### Dataset
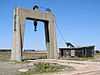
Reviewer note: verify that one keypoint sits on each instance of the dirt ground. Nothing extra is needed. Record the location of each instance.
(90, 67)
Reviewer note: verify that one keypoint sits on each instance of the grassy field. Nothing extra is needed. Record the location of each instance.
(5, 56)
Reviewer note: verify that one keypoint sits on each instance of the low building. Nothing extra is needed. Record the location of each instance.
(77, 52)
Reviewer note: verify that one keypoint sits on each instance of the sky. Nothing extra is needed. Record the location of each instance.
(78, 22)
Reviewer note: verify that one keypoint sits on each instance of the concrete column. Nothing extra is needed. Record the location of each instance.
(52, 48)
(13, 51)
(18, 36)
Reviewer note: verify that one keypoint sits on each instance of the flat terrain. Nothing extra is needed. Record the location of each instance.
(87, 67)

### Assigned task
Set down the lines from the one with "of the grassy" through the end of the data above. Keep each exactly as written and add no other line.

### Output
Reviewer note: verify that one keypoint sits on each instance of the grassy field. Nothing extra is needed. Record the location of each instance.
(5, 56)
Reviewer note: verify that one keypoint sits on each instance of the low building. Nothing extra is needed. Record the location of each instance.
(77, 52)
Reviewer note: verify that one keypoint sits on each instance of the sky. Nothing extra is needed. Record the location of each instance.
(78, 22)
Reviewer note: verify that one keypoint sits on each instance of the concrete column. Nothing extra is needed. Record the location of each instance.
(52, 48)
(13, 51)
(18, 36)
Reviewer note: verify that one keypoint sits on each instance of the flat terrain. Nothing extra is needed. Record the location of each instance.
(87, 67)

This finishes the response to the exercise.